----- Entries shown

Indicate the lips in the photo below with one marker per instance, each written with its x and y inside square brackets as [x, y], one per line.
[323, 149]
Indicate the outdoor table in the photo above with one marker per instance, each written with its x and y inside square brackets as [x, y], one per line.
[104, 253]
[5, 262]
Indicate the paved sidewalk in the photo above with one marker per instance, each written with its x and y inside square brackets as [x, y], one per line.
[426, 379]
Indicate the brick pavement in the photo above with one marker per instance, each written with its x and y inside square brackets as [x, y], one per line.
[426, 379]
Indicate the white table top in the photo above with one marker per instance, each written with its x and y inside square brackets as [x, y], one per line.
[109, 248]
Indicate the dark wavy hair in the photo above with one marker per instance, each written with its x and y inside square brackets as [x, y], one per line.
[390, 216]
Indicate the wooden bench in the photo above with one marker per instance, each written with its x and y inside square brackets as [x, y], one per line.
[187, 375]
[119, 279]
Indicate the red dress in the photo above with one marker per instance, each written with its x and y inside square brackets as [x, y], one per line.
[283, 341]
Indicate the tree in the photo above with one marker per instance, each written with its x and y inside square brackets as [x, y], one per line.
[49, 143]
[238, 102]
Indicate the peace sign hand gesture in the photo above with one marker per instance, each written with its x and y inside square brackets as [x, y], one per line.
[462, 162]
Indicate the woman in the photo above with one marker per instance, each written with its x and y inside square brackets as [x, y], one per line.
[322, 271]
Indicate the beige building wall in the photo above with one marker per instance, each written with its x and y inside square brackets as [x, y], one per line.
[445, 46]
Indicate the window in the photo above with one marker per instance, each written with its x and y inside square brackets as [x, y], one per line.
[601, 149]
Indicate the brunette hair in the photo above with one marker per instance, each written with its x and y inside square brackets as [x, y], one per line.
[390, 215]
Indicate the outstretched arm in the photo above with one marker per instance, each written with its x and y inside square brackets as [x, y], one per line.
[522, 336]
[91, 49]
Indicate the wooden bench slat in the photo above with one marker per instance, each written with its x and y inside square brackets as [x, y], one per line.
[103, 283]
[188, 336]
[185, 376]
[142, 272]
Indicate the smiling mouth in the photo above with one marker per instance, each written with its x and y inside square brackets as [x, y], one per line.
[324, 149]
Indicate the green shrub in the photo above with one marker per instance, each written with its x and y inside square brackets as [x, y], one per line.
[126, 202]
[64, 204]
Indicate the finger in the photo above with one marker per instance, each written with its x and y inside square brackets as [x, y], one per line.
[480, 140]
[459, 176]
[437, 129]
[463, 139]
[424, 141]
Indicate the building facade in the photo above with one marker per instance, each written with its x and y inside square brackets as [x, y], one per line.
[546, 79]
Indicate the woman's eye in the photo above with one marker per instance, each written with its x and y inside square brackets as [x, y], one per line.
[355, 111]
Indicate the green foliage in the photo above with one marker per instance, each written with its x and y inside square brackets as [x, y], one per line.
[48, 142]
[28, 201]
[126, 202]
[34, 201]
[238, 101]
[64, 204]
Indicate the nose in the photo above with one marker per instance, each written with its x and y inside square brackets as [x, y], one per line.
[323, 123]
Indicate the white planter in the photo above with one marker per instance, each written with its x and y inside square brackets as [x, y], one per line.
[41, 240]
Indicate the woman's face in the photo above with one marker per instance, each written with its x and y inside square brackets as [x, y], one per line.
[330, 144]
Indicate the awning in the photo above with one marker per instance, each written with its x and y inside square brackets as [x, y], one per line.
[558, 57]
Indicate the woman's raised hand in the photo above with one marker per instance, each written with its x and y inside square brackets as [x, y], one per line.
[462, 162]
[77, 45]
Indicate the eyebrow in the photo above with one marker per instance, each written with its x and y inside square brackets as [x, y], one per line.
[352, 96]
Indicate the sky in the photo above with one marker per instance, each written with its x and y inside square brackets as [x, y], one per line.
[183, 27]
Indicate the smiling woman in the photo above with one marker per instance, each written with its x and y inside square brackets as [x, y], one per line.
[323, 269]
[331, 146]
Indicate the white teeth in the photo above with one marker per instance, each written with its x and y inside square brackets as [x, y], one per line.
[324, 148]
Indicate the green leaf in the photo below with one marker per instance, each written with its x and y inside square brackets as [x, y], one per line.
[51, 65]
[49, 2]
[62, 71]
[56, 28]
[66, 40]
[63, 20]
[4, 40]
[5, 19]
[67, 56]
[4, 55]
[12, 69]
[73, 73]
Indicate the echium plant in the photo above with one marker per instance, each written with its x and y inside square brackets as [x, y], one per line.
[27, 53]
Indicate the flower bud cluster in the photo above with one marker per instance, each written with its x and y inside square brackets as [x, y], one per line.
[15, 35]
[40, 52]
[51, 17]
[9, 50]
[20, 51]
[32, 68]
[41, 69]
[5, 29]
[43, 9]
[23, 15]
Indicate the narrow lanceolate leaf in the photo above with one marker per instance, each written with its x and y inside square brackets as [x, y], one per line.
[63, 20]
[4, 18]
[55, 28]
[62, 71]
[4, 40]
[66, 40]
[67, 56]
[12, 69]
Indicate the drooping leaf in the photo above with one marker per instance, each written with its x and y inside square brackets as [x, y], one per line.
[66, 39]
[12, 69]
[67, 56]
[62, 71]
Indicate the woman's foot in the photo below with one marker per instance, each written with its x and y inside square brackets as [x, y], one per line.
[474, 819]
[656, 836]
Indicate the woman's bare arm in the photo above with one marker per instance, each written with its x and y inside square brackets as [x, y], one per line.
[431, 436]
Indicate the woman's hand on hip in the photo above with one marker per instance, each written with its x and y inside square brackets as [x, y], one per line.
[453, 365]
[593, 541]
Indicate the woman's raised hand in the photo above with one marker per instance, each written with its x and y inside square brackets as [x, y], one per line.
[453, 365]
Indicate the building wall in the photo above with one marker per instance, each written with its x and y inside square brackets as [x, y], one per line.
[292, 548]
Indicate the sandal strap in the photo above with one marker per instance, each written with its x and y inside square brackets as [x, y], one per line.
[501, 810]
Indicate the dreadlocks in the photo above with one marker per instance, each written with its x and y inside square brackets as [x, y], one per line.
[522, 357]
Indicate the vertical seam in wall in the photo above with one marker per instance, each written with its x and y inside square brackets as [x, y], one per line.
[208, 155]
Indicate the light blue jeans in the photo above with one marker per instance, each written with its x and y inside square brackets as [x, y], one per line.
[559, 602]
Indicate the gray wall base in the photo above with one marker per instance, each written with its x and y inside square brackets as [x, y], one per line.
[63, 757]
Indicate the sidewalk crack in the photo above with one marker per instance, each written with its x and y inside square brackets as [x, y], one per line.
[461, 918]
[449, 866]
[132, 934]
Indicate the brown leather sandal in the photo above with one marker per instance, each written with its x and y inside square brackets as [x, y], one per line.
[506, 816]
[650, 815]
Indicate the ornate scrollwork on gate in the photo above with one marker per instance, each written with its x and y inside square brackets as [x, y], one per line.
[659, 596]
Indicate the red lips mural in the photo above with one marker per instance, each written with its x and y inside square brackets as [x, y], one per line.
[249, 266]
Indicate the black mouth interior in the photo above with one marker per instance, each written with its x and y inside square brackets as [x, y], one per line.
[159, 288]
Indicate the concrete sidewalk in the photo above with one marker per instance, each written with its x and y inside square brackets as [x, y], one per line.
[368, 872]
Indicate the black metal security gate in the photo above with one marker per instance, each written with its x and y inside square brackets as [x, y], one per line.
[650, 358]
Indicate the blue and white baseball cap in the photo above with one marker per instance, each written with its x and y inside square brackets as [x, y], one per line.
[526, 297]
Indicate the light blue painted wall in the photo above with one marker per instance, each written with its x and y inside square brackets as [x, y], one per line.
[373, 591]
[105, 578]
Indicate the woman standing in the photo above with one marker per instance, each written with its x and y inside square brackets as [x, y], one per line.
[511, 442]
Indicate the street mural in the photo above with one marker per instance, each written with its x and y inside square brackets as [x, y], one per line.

----------

■ About this exercise: Copy out every record above exactly as written.

■ Output of the exercise:
Indicate the lips in the photo below with one marker per instance, each written with its x and y inside square brackets as [x, y], one per line.
[323, 149]
Indicate the outdoor table in the photo above with one marker per instance, each written with its x and y inside square brackets as [x, y], one per line.
[104, 253]
[5, 262]
Indicate the paved sidewalk in the photo above with one marker per instance, each written with its x and y inside square brackets as [x, y], one per line.
[426, 379]
Indicate the brick pavement in the photo above with one marker per instance, each written with its x and y inside square brackets as [x, y], one per line.
[426, 379]
Indicate the white table top in the photo above with one marker per instance, each written with its x and y inside square brackets as [x, y], one per line.
[109, 248]
Indicate the dark wavy hair in the photo above with one marker per instance, each written with its x and y inside square brackets as [x, y], one per line.
[390, 216]
Indicate the wooden bench in the photo above with one marker per instance, each written with its x and y inside square brackets as [x, y], one per line.
[187, 375]
[119, 279]
Indicate the red dress in the photo above with one marker per instance, each written with its x and y inside square brackets as [x, y], one per line.
[283, 341]
Indicate the tree in the photo above with one marker per instance, each written with its x and y inside square brackets as [x, y], one per line.
[49, 143]
[238, 102]
Indicate the peace sign hand gesture in the photo above with one marker per instance, each written with its x and y inside square brackets as [x, y], one per line.
[462, 162]
Indicate the woman in the photo above with one marker per instance, each written with its x and y inside square brackets as [x, y], one per line.
[322, 271]
Indicate the beige building wall in the photo above with one marker per instance, each written with its x and y inside square brackets as [x, y], one per line.
[445, 46]
Indicate the window in the photo above with one marker per instance, each written with its x and y inside square brackets as [x, y], one per line.
[601, 149]
Indicate the brunette hair in the photo above with one marker per instance, each written with its x and y inside square brackets as [x, y], one per line.
[390, 215]
Indicate the outstretched arm in the photo above with one marker per instance, each written with its x and y inside square brackets as [x, y], one per line.
[522, 336]
[91, 49]
Indicate the wooden bench slat in the photo above with one marker per instance, each written with its x and y inside square brackets as [x, y], one per line.
[103, 283]
[188, 336]
[185, 376]
[142, 272]
Indicate the smiling mouth in the photo above with one marker per instance, each written with its x and y inside square brackets as [x, y], one per line.
[324, 149]
Indicate the green shrub in the photo above with one marker per instance, each written with its x and y inside square brackets as [x, y], one per line.
[126, 202]
[64, 204]
Indicate the finger in the photo above with one marker per instance, each written with its x and y inside square brackets as [x, y], one per line.
[480, 140]
[459, 176]
[437, 129]
[463, 139]
[424, 141]
Indicate the building facade in the photo above with one marker per instance, each written with its x and y inside square brackets as [x, y], one per line.
[546, 79]
Indicate the woman's eye in the photo above with one marker per instance, each written with its x and y inside square brackets as [x, y], one per line.
[355, 111]
Indicate the green foliage in the photo above with one marker per instance, each written with its x and y inside square brackets as [x, y], one per line.
[48, 142]
[28, 201]
[126, 202]
[34, 201]
[238, 101]
[64, 204]
Indicate the nose in the photo above with one marker per instance, each written with its x and y inside square brackets as [x, y], one per line.
[323, 123]
Indicate the white planter in the photo above with one marker per instance, each written with its x and y inside square brackets as [x, y], one per line.
[41, 240]
Indicate the woman's face in the photo above with one marker per instance, each written with its x and y inside square brackets as [x, y], one per line.
[330, 144]
Indicate the awning in the photo above with one marker per instance, each written with its x and y inside square brackets as [x, y], one per line.
[558, 57]
Indicate the woman's raised hand in the photo above with one marker per instance, each written with its x and y inside square brackets as [x, y], one per line.
[462, 162]
[77, 45]
Indicate the eyebrow in the photo above with one marker per instance, each written with its x and y inside square brackets as [x, y], one per line.
[352, 96]
Indicate the sky in the photo above with one marker per instance, each written with its x and y inside square brackets as [x, y], one per line.
[183, 27]
Indicate the smiling woman in the photo above with one marker per instance, each written with its x and y inside square brackets as [x, y], one per line.
[323, 269]
[331, 146]
Indicate the white teeth in the photo above with one marker per instance, each written with its x and y inside square brackets as [x, y], one per line.
[324, 148]
Indicate the green leaf in the photo below with one marker per instance, each written with its x and y inside square brackets as [x, y], one per line.
[51, 65]
[49, 2]
[62, 71]
[56, 28]
[66, 40]
[63, 20]
[4, 40]
[5, 19]
[67, 56]
[4, 55]
[12, 69]
[73, 73]
Indicate the echium plant in the photo above with one marker per instance, each written with its x and y inside square brackets as [x, y], one per line.
[27, 53]
Indicate the flower bud cluster in the photo above with one marker per instance, each written with its x and y inside square brackets as [x, y], one per line.
[15, 35]
[40, 52]
[51, 17]
[9, 50]
[20, 51]
[32, 68]
[41, 69]
[5, 29]
[43, 9]
[23, 15]
Indicate the narrow lanceolate leaf in the photo above with one marker per instance, each written with its x and y inside square brackets as [x, y], one per line.
[63, 20]
[4, 18]
[55, 28]
[62, 71]
[4, 40]
[66, 40]
[67, 56]
[12, 69]
Indicate the drooping leaf in the photo above with one marker per instance, each written with its x and y inside square brackets as [x, y], one per line.
[66, 39]
[12, 69]
[67, 56]
[62, 71]
Indicate the woman's foot in the photo below with one marker per instance, each written with its x and y inside square brackets as [x, y], one per line.
[474, 819]
[656, 836]
Indicate the woman's bare arm in the photo above with one marker per instance, each written with its x and y inside square brackets as [x, y], one per line.
[431, 436]
Indicate the woman's hand on hip in the photo above with one marker per instance, each written with its x and y inside square brackets as [x, y], one per line.
[453, 365]
[593, 541]
Indicate the woman's raised hand in the photo above with one marker per instance, each written with its x and y inside square brackets as [x, y], one per line.
[453, 365]
Indicate the building wall in the photo above with one marker per instance, each written with its x and y inside square brackets as [x, y], one per line.
[292, 548]
Indicate the sandal strap in the photo above with one marker per instance, each written with its x and y inside square brackets as [x, y], one per line.
[501, 810]
Indicate the dreadlocks in the photo above with one marker per instance, each written with its x and y inside square brackets as [x, y], one per line.
[522, 357]
Indicate the vertical seam in wall in the photo above with one marker per instance, each written with its x and y inside square brackets as [x, y], one per line.
[208, 155]
Indicate the light blue jeans in the photo above with one marker per instance, each written with its x and y inside square brackets as [x, y], one per line.
[559, 602]
Indicate the gray wall base in the photo above with one marker per instance, each written with its x and y inside square brackets as [x, y], one per line.
[63, 757]
Indicate the sidewalk crack in the photo above with one marker per instance, each written with its x and y inside square brackets as [x, y], one per line.
[461, 918]
[449, 866]
[132, 934]
Indicate the brown leather sandal in the photo above with one marker per instance, each written with its x and y inside square brackets as [x, y], one per line.
[506, 816]
[650, 815]
Indicate the ornate scrollwork on gate in the photo above with one marker per instance, each written with its x and y inside square brackets as [x, y], one per line.
[659, 596]
Indicate the red lips mural in the photo above with one marker per instance, each written with its x and y inside square brackets as [x, y], one per line.
[249, 266]
Indicate the black mouth interior in the photo above with one marker per instance, each written with its x and y inside square brackets as [x, y], one per line.
[159, 288]
Indicate the concrete sidewalk in the photo above with one marker per instance, each written with its x and y inside square brackets as [x, y], one per line.
[368, 872]
Indicate the black metal security gate in the photo above with one marker per instance, each written with its x and y inside square brackets as [x, y], one per line.
[650, 358]
Indicate the blue and white baseball cap in the photo above with one marker per instance, each written with its x and y inside square brackets as [x, y], one per line.
[526, 297]
Indicate the light blue painted wall in the photo above with one marker per instance, each written with its x and y inside square brackets as [x, y], one per line.
[373, 591]
[105, 578]
Indicate the woman standing in the photo above with one marker per instance, each written with its x and y inside square brackets as [x, y], one per line.
[511, 442]
Indicate the street mural in the photo above with one marker per instance, each written with its x and y inside square brackets as [x, y], one per line.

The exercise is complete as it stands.